Consigne: Prolongez le texte sur l’avenir de l’économie américaine en reprenant après sa dernière phrase.

L’orientation de l’économie américaine est un sujet qui suscite la controverse. À ce jour, il ne semble pas y avoir de consensus clair sur la question de savoir si l’économie entrera dans une véritable récession, si elle ne connaîtra qu’une récession légère, ou même si une récession peut être évitée. Le tableau est globalement flou, malgré des vents contraires importants. Depuis le début de l’année, des indicateurs meilleurs que prévu ont montré que l’économie était résistante. Néanmoins, une récession n’est pas encore exclue et les questions relatives à un retournement de conjoncture très attendu restent posées.

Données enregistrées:

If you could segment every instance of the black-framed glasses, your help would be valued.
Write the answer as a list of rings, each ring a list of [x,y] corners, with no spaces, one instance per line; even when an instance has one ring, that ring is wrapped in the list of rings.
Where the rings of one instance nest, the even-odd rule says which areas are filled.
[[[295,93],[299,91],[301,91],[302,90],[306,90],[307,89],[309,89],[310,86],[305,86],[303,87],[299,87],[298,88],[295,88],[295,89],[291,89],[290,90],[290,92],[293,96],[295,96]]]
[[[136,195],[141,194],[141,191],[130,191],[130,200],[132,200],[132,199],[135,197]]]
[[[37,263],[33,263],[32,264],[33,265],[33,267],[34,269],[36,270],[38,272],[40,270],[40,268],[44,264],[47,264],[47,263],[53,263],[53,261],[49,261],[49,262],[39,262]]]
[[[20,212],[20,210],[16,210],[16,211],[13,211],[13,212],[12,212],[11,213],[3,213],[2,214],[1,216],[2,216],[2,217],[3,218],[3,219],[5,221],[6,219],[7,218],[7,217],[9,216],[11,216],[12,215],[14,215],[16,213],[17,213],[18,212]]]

Réponse:
Le Bureau national de la recherche économique (NBER) déclare officiellement qu’il y a récession lorsqu’il y a un déclin significatif de l’activité économique, qui dure plus de quelques mois et, ce qui est important dans le scénario actuel, qui s’étend à l’ensemble de l’économie. Dans une série d’articles publiés au cours des prochaines semaines, nous examinerons et approfondirons différents indicateurs prospectifs appartenant à trois catégories (production, ménages et marché), afin d’évaluer l’état actuel de l’économie américaine et la manière dont le ralentissement prend forme. Dans ce numéro, nous examinons les perspectives du point de vue de trois secteurs de production (les services, l’industrie manufacturière et la construction).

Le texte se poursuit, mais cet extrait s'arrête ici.